### WORK REQUIRED
Exact repetition of every entry is required.

(Dataset excerpts on object pointing)
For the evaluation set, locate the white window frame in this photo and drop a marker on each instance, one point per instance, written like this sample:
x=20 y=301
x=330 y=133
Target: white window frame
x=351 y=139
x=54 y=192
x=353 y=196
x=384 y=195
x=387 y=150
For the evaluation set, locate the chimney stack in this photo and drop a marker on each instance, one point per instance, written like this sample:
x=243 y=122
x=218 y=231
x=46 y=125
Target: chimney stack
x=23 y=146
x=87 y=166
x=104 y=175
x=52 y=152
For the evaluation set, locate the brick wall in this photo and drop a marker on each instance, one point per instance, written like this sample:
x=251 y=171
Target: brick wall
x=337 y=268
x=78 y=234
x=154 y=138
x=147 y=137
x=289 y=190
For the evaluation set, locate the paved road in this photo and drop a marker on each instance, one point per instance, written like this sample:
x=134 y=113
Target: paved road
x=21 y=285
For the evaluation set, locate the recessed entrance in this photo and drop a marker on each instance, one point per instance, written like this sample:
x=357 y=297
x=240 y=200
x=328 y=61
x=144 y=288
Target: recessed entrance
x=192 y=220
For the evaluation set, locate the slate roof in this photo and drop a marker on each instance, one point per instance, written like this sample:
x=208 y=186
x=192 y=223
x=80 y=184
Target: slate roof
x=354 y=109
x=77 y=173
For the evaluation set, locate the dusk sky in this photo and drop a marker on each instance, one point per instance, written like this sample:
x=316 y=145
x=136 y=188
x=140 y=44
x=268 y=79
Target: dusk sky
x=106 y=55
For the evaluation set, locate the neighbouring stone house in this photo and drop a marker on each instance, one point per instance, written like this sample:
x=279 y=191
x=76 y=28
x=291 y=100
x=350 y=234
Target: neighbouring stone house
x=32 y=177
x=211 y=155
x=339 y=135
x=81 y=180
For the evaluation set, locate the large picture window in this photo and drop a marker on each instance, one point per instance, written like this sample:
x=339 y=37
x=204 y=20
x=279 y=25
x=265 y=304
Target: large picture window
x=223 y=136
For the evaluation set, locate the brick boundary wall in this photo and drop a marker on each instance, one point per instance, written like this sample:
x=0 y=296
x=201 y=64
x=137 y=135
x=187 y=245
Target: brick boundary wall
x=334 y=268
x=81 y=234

### EXPECTED ANSWER
For the evaluation set, locate the white window frame in this photo and drop a marker on each instance, one point per instance, written like this sample:
x=20 y=301
x=330 y=133
Target: white window frame
x=351 y=139
x=54 y=192
x=353 y=196
x=384 y=195
x=387 y=150
For the evaluation set, locate the chimney stack in this photo and drop a marker on each instance, one point per instance, written like this sample:
x=243 y=122
x=218 y=231
x=46 y=125
Target: chimney stack
x=23 y=146
x=87 y=166
x=104 y=175
x=52 y=152
For the evaluation set, locate the brick wall in this photo and drop a marker on each instance, one point per instance, written like this sample:
x=251 y=171
Target: brick wall
x=337 y=268
x=78 y=234
x=154 y=138
x=147 y=137
x=289 y=190
For the evaluation set, locate the paved road in this photo and drop a marker on each instance, one point per instance, written like this sample:
x=134 y=113
Target: paved road
x=21 y=285
For the evaluation set, locate the recessed entrance in this photo and drop a marker on each instance, one point per instance, written like this sample:
x=357 y=297
x=240 y=200
x=328 y=61
x=144 y=288
Target: recessed entrance
x=192 y=220
For the evaluation set, locate the slate roof in this photo and drop a marker on each instance, one point per instance, written like this sample:
x=208 y=186
x=192 y=223
x=80 y=184
Target: slate roof
x=354 y=109
x=77 y=173
For the evaluation set, locate the dusk sky in this photo and drop a marker on each instance, one point per instance, written like this sample:
x=316 y=145
x=136 y=188
x=140 y=44
x=268 y=79
Target: dusk sky
x=106 y=55
For the evaluation set, locate the neighbouring stone house in this photo and drop a marker on each instance, one point per instance, written like this sample:
x=279 y=191
x=76 y=28
x=291 y=100
x=350 y=234
Target: neighbouring stone house
x=32 y=177
x=211 y=155
x=339 y=135
x=81 y=180
For the evaluation set, locate the large picture window in this photo and drop a marker on each instance, one point per instance, written like this sample:
x=339 y=37
x=204 y=20
x=279 y=25
x=265 y=304
Target: large picture window
x=223 y=136
For the evaluation set, locate the brick boundary wall in this photo and drop a marker on each instance, one point per instance, written like this sample:
x=0 y=296
x=201 y=64
x=137 y=135
x=187 y=245
Target: brick boundary wall
x=334 y=268
x=81 y=234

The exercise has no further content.